### [Exercise description]
In the listing below, the lines starting with the line with "Please put a marker on the blue sky" and going on through the line with "Please put a marker on the cross-bracing" are to be reproduced exactly, and only those.

START Data extract

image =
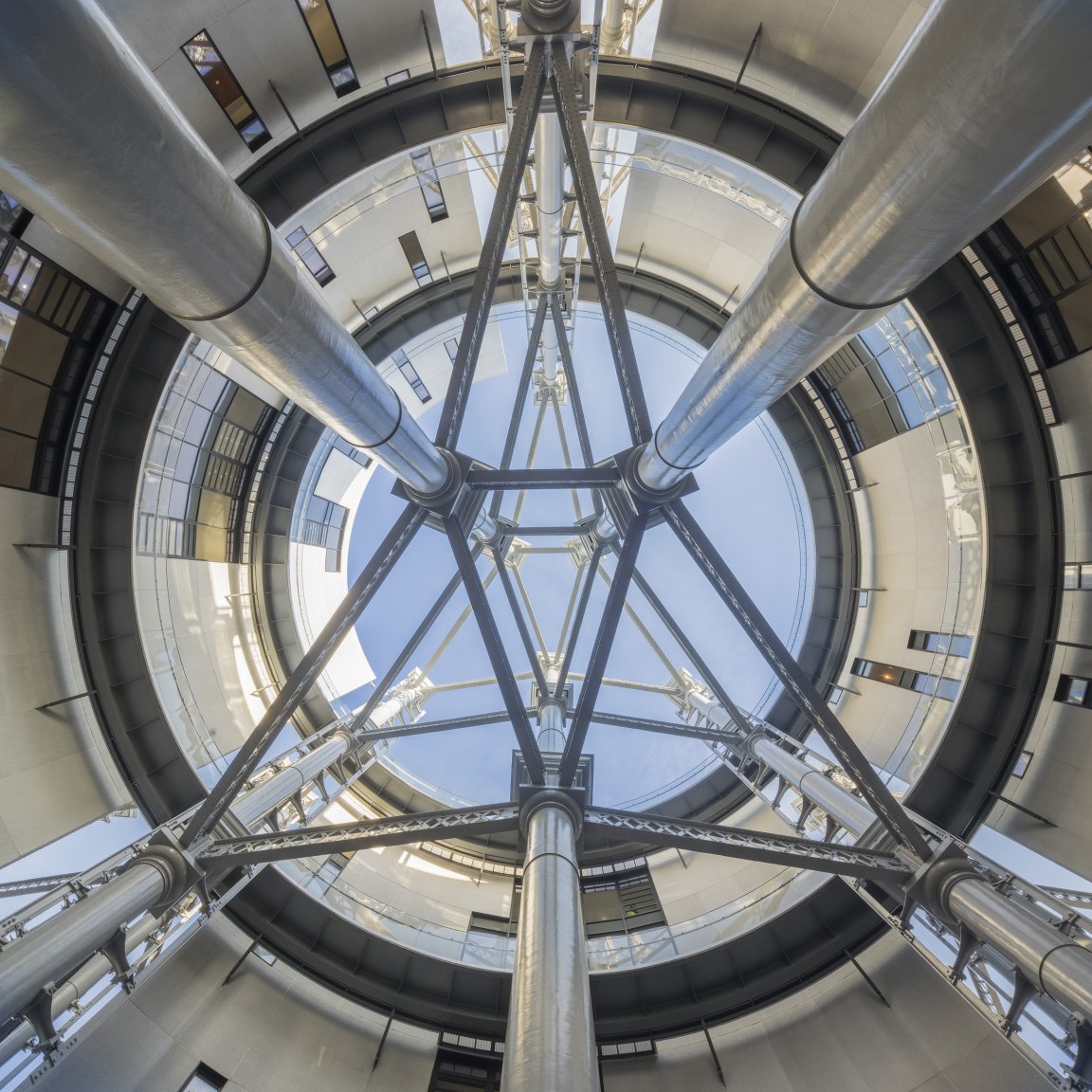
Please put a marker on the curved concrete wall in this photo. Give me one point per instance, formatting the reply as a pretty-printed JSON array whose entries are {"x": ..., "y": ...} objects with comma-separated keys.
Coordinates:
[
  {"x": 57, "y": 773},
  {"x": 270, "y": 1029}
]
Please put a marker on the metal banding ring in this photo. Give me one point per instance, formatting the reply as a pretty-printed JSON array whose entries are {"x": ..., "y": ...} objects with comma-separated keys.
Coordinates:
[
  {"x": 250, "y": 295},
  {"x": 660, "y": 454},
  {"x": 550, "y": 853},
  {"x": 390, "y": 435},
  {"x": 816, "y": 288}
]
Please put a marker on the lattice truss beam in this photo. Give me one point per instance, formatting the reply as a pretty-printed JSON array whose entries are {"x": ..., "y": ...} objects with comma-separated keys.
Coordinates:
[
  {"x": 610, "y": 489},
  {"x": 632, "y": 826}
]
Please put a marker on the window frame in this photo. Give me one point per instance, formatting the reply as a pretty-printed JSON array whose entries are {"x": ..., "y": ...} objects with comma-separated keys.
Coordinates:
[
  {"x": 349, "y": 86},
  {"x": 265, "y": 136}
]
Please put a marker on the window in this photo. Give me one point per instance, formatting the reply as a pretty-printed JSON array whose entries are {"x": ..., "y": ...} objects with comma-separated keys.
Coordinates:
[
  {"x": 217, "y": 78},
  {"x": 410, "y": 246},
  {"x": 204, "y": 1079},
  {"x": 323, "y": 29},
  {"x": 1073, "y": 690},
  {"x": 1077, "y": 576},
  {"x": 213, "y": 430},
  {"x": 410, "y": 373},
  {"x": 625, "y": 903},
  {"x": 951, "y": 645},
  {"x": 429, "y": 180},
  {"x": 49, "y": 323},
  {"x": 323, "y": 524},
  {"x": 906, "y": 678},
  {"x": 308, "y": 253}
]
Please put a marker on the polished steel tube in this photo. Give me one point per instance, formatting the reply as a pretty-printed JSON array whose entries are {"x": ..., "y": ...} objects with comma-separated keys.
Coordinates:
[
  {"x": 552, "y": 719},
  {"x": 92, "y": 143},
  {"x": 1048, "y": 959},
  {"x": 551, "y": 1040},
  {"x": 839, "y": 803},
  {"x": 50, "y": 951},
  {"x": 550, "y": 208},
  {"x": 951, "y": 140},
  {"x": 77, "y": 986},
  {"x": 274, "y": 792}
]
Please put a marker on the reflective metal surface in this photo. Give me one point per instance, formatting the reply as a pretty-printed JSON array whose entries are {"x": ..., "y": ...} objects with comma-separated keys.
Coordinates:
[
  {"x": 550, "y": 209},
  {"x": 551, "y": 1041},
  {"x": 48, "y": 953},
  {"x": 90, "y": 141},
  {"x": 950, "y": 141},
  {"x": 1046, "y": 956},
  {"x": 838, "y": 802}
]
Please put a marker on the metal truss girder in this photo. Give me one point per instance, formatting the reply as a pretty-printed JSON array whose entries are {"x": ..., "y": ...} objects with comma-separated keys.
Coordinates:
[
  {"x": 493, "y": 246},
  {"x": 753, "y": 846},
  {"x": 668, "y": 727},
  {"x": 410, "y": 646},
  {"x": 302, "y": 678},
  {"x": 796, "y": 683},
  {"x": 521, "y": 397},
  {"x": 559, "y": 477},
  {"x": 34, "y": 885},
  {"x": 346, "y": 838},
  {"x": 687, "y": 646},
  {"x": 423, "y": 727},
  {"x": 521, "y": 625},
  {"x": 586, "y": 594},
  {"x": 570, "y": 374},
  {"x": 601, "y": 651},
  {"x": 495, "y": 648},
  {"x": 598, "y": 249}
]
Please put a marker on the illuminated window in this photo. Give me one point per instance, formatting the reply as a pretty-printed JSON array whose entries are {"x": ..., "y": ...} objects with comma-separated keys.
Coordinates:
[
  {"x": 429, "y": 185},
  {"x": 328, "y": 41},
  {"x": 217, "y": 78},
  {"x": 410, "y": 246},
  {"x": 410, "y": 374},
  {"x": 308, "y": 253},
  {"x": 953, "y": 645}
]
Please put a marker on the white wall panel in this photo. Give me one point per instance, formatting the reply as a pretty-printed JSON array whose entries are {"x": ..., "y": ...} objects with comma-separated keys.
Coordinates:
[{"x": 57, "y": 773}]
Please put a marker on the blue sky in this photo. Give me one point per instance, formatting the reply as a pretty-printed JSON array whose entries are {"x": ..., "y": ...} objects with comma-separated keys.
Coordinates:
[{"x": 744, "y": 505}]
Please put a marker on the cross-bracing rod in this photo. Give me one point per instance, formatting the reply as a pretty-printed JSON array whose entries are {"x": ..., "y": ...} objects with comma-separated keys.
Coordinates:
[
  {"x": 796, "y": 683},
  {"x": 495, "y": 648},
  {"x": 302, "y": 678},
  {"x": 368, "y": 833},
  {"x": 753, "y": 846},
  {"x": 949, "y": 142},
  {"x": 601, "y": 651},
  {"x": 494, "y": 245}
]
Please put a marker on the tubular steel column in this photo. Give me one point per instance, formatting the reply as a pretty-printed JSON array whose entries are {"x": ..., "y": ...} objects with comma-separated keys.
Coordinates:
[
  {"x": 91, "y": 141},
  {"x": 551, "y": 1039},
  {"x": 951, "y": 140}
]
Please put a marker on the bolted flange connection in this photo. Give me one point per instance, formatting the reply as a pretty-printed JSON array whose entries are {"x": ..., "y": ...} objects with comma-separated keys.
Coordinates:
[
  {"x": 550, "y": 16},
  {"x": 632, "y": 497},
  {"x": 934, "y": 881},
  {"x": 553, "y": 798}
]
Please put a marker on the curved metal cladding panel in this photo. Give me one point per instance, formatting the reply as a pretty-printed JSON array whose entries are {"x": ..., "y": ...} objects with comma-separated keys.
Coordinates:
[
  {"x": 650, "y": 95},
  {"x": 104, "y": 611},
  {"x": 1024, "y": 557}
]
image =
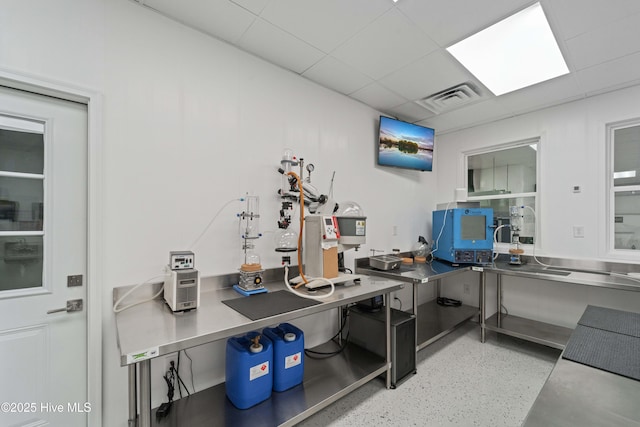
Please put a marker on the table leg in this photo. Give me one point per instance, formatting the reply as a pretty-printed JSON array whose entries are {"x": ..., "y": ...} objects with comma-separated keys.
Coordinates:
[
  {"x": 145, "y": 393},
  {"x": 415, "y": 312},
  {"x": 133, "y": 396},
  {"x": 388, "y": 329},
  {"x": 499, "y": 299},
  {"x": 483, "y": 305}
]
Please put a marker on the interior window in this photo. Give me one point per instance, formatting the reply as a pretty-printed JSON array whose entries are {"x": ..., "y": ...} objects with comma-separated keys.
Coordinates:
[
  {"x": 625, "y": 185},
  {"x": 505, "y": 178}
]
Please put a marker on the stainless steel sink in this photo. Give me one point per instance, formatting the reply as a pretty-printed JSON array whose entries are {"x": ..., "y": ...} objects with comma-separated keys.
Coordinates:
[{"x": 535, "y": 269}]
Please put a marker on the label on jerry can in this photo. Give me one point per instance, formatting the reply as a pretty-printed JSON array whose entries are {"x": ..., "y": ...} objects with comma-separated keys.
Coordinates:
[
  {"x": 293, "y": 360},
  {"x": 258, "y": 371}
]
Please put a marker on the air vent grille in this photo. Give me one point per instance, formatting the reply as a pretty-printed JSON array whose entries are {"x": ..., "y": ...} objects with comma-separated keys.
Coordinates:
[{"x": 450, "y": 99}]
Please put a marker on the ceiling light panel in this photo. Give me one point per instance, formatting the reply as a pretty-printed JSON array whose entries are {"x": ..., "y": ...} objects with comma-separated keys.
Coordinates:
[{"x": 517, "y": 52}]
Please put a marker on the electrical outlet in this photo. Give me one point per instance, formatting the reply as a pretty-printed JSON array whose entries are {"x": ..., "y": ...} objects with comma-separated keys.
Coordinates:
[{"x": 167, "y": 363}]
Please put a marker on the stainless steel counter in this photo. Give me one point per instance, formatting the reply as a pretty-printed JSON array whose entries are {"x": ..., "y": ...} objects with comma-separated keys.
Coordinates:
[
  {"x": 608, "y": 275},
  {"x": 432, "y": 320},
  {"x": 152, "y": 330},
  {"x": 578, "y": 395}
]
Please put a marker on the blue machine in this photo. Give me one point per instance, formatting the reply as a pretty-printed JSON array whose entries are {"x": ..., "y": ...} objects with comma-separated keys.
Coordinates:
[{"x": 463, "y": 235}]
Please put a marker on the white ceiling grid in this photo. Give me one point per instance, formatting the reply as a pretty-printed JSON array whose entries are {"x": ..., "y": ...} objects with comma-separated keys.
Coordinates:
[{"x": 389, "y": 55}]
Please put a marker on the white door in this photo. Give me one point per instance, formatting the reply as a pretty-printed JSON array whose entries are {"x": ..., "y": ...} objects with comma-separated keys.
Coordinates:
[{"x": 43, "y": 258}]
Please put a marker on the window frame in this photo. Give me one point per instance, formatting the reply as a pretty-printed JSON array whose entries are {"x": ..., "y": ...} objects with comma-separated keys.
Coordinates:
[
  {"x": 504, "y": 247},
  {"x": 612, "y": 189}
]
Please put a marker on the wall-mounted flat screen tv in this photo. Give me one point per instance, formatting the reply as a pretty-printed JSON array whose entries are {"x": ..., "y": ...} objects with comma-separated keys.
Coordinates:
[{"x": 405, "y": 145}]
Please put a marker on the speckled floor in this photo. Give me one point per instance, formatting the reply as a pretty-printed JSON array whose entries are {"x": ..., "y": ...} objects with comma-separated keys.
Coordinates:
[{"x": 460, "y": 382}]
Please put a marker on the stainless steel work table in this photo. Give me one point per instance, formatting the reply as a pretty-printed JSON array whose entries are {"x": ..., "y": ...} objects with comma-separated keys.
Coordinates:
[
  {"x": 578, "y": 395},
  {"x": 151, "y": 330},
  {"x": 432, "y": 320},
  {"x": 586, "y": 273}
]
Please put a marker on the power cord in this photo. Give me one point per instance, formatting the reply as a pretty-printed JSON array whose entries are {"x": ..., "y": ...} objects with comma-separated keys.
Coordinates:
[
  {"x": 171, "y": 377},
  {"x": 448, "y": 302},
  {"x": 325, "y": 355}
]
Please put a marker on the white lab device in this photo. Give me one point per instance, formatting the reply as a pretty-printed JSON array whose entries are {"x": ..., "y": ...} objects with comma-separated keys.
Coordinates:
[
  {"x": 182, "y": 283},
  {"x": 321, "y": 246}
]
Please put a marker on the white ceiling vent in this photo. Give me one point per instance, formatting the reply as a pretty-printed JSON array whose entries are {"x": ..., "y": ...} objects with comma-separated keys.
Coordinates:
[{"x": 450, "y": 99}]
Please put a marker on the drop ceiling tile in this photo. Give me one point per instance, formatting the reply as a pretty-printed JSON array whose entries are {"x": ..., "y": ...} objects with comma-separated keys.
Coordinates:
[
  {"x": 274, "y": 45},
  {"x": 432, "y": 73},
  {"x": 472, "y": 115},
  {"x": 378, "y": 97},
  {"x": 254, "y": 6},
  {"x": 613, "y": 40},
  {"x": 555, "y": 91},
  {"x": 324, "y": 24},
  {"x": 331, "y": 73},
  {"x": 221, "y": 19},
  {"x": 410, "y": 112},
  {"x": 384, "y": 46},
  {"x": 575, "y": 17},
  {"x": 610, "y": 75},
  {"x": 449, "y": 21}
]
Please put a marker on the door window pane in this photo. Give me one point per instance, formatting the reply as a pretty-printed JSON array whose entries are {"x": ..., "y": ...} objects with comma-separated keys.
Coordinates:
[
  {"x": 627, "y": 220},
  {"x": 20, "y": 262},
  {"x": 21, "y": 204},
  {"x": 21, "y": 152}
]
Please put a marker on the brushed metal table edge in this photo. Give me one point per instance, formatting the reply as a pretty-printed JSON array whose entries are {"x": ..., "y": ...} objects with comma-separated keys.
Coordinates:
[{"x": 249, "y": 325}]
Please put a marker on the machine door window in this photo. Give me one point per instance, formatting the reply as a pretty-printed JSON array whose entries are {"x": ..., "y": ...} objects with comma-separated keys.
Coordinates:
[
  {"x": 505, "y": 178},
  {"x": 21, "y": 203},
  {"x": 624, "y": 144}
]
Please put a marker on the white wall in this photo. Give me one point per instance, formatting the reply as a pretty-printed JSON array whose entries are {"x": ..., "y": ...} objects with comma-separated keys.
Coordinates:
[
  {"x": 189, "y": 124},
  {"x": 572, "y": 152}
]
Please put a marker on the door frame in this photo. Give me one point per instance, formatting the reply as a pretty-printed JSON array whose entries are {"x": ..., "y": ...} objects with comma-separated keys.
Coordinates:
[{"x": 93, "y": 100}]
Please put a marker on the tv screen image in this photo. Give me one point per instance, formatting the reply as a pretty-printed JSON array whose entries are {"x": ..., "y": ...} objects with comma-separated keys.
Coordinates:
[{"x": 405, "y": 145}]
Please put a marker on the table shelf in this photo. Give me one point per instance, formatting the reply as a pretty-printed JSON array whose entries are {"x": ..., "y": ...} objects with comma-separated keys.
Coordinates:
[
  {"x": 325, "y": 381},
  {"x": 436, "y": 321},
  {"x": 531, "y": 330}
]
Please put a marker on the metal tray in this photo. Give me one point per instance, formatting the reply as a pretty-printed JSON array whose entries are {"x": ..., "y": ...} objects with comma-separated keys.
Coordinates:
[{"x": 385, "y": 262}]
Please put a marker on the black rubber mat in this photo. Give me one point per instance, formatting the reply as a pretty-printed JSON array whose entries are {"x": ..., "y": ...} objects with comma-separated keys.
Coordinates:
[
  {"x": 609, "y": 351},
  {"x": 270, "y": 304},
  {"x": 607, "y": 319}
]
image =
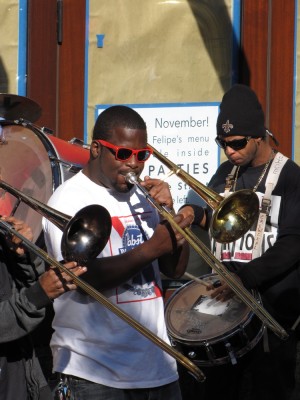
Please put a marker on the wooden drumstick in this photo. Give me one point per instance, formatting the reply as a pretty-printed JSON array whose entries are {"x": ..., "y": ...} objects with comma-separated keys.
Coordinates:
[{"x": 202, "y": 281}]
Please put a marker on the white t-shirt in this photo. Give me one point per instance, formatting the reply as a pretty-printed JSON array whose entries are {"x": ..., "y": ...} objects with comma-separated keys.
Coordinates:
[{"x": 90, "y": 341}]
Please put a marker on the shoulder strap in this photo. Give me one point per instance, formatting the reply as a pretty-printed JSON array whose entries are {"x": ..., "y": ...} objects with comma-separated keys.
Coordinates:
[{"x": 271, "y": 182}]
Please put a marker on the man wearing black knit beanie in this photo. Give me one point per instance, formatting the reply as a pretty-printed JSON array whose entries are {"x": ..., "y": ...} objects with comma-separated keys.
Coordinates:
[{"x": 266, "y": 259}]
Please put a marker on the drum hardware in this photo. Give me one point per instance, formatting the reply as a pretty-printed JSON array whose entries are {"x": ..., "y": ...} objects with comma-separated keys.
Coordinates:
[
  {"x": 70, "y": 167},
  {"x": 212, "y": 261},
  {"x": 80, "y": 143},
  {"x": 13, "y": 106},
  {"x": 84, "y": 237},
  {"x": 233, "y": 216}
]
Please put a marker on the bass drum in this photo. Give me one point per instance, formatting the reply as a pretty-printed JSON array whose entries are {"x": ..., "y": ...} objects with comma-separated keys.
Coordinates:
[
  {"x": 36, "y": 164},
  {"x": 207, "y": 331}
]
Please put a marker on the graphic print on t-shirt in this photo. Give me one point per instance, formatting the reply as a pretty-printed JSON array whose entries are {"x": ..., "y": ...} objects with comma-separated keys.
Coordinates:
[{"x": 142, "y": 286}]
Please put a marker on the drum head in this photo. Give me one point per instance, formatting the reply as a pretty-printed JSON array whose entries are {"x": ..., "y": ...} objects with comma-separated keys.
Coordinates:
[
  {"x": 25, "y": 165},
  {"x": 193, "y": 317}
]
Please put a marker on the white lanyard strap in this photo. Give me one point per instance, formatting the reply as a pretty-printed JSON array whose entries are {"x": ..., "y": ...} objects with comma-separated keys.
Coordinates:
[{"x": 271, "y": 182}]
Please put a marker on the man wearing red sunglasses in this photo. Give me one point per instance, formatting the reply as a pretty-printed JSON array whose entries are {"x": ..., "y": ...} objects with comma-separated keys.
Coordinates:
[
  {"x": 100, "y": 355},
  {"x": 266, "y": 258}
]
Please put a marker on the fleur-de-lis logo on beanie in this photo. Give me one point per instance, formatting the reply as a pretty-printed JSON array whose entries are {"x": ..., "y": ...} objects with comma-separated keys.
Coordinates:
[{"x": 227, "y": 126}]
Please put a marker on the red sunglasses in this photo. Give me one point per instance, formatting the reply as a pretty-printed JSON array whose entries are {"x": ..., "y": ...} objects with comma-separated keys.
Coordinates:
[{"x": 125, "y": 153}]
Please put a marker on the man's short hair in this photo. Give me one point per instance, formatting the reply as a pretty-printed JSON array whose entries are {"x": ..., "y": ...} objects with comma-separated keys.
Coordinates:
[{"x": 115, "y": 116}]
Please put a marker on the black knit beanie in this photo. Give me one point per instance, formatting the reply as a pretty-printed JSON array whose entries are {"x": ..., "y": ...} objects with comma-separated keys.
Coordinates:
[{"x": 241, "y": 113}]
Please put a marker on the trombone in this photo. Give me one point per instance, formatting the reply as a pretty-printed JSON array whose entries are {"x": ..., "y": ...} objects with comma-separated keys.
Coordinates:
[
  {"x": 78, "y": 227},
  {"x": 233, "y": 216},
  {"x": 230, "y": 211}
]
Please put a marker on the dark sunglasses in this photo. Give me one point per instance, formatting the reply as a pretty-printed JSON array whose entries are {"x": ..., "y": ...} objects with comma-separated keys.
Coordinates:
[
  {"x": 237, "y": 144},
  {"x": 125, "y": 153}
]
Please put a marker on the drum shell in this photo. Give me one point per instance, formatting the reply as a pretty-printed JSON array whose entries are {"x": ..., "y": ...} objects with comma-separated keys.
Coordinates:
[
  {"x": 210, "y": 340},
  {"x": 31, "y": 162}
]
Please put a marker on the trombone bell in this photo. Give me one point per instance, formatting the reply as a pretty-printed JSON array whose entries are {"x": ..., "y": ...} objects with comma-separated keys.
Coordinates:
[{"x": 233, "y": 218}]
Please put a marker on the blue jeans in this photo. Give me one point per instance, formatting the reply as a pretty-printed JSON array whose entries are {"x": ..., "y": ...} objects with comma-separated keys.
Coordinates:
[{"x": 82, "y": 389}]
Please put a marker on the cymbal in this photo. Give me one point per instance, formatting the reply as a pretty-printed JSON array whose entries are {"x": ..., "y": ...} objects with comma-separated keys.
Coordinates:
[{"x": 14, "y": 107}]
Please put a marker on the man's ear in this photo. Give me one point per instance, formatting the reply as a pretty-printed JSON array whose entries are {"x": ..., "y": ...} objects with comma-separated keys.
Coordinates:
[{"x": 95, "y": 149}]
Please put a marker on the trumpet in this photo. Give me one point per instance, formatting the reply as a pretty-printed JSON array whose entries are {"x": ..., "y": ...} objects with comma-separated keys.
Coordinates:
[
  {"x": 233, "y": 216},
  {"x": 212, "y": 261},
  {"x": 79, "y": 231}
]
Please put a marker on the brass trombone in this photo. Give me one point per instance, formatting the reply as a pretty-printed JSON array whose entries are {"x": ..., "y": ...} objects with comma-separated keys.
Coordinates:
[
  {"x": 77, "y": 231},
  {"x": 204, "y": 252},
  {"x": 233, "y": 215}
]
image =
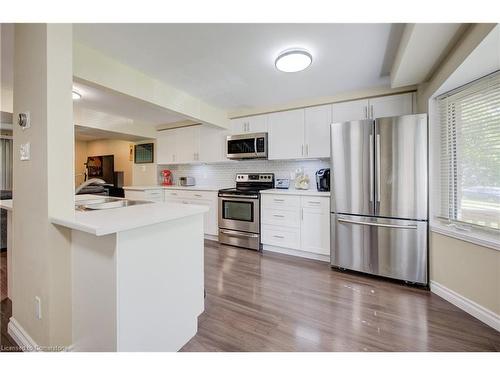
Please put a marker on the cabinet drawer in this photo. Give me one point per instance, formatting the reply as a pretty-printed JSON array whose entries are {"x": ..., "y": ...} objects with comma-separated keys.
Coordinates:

END Data extract

### [Output]
Please put a marker on the blue sky in this photo. Give me one point per instance, formatting the reply as a pretty-printed JSON array whose entries are {"x": ..., "y": ...} objects with comma-separated keys.
Coordinates:
[{"x": 744, "y": 505}]
Please put a marker on the cross-bracing rod in this photo. Give me one point per instance, formatting the reply as a pretty-printed JSON array whose entries are {"x": ..., "y": ...} objects with comma-separated keys.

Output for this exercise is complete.